→ **Job**
Copy out the entries below, substituting "mark each instance with a point" for each occurrence of "drop a point on each instance" and leaving everything else unchanged.

→ **Extracted material**
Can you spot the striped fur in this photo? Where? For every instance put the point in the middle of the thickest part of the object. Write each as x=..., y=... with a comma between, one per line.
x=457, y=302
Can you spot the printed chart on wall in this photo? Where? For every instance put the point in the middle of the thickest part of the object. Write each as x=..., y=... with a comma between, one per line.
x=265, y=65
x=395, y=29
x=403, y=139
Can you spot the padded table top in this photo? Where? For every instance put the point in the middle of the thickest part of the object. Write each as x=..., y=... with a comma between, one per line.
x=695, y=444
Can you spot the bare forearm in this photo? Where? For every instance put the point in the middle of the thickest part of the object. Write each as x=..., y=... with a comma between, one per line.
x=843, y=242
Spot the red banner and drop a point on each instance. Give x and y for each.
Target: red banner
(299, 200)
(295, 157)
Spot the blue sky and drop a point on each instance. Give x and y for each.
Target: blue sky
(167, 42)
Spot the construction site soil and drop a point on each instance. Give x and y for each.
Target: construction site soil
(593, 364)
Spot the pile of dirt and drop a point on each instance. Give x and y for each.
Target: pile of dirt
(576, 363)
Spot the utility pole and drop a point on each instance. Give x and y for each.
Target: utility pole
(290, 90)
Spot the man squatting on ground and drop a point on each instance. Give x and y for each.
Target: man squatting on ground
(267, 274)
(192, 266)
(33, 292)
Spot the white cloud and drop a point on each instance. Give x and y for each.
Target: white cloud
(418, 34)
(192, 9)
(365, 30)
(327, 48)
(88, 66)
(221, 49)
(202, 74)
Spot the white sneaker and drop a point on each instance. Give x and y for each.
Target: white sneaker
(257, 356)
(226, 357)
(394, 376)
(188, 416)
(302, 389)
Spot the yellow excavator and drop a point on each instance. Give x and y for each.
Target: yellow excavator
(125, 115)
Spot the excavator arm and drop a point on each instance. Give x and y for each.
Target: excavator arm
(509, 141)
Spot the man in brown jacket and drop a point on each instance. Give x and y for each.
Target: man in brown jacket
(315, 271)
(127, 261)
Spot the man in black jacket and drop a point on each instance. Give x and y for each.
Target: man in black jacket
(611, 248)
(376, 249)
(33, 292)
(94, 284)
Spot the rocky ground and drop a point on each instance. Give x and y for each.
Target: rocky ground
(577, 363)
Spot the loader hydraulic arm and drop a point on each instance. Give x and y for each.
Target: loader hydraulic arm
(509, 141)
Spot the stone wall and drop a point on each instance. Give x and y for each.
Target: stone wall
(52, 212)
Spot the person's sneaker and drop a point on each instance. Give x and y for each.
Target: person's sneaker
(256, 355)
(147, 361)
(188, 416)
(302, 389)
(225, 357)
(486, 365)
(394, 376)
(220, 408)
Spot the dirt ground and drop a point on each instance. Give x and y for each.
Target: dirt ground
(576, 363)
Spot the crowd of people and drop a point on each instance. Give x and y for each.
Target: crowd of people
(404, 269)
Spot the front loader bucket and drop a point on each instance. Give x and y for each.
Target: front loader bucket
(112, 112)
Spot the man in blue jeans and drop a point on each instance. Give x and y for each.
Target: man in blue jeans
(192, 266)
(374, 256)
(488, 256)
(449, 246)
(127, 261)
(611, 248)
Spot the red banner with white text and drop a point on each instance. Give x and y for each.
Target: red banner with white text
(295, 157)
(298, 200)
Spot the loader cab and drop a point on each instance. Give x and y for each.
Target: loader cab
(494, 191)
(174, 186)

→ **Reply**
Can you spot the striped fur in this photo? Where? For every instance put the point in the middle of the thickest part of the object. Write each as x=..., y=... with a comma between, one per line.
x=457, y=302
Can you spot the printed chart on wall in this photo? Where? For every instance put the point in the middle of the thickest part of the object. Write each as x=..., y=... with a comma between, one per line.
x=265, y=65
x=395, y=29
x=403, y=139
Can you spot the padded table top in this photo? Where? For every instance put the point in the middle of the thickest part of the object. Write each as x=..., y=... with a comma between, one per line.
x=695, y=444
Can you spot the bare forearm in this photo? Where? For every instance put the point in the middle of the thickest part of the object. Write each as x=..., y=... with a comma between, one per line.
x=843, y=242
Spot the red banner and mark each instance with a point. Give x and y for each.
Target: red banner
(299, 200)
(295, 157)
Spot the blue sky and mark each instance with a point. Give x and y for each.
Target: blue sky
(167, 42)
Spot the construction site soil and mark each instance with a point. Give x and y for each.
Target: construction site soil
(593, 364)
Spot the pile of dirt and mark each instance with a point. Give x and y for each.
Target: pile of dirt
(576, 363)
Spot the utility pole and mark each instance with a point. Give x and y for each.
Target: utility pole
(290, 90)
Spot the man squatting on ground and mark each instance with a point. Give x and y for each.
Target: man squatting on ground
(267, 274)
(192, 266)
(33, 292)
Spot the white cloud and mark each instance with a point. Give x and y for each.
Target: white cloud
(418, 34)
(192, 9)
(365, 30)
(327, 48)
(88, 66)
(221, 49)
(202, 74)
Spot the white sneaker and mark each instance with a point. Give x and y for each.
Target: white sneaker
(257, 356)
(226, 357)
(394, 376)
(188, 416)
(302, 389)
Spot the yellow excavator and mark each instance with a point. Give x and y for each.
Target: yellow excavator
(125, 115)
Spot the excavator arm and mark each instance with a point. Give x and y for each.
Target: excavator arm
(509, 141)
Spot the man in brown jacket and mark each instance with a point. Give x and y for each.
Target: man in brown jacket
(315, 271)
(127, 261)
Spot the man in black jacket and mark each instance with a point. Give x and y for each.
Target: man in black jacket
(611, 248)
(376, 249)
(33, 292)
(94, 284)
Spot the rocky ground and mark each instance with a point. Give x and y for each.
Target: rocky ground
(577, 363)
Spot the loader hydraulic arm and mark each instance with a point. Give x and y for each.
Target: loader hydraulic arm
(509, 141)
Spot the stone wall and mark each instance with a point. Give x and y for each.
Target: stone wall
(52, 212)
Spot the person's sneaker and mark each instance with a point. Give x and y for each.
Target: person's sneaker
(256, 355)
(147, 361)
(188, 416)
(302, 389)
(225, 357)
(486, 365)
(394, 376)
(220, 408)
Spot the dirt ground and mark each instance with a point. Give x and y for each.
Target: dirt ground
(576, 363)
Spot the crowd of people and mark each instance with a point. Give x and y for each.
Target: crowd of people
(404, 269)
Spot the front loader bucket and mark each instance with a point. Give x and y for each.
Target: front loader bucket
(112, 112)
Spot the man in blue jeans and mark each instance with a point. Give x and y for each.
Target: man in blue jeans
(192, 266)
(374, 256)
(488, 256)
(449, 246)
(127, 261)
(611, 248)
Spot the red banner with white text and mark each instance with a point. Give x and y for each.
Target: red banner with white text
(295, 157)
(298, 200)
Spot the loader cab and mark each instance with a point. Give x and y for each.
Target: loader cab
(494, 191)
(174, 186)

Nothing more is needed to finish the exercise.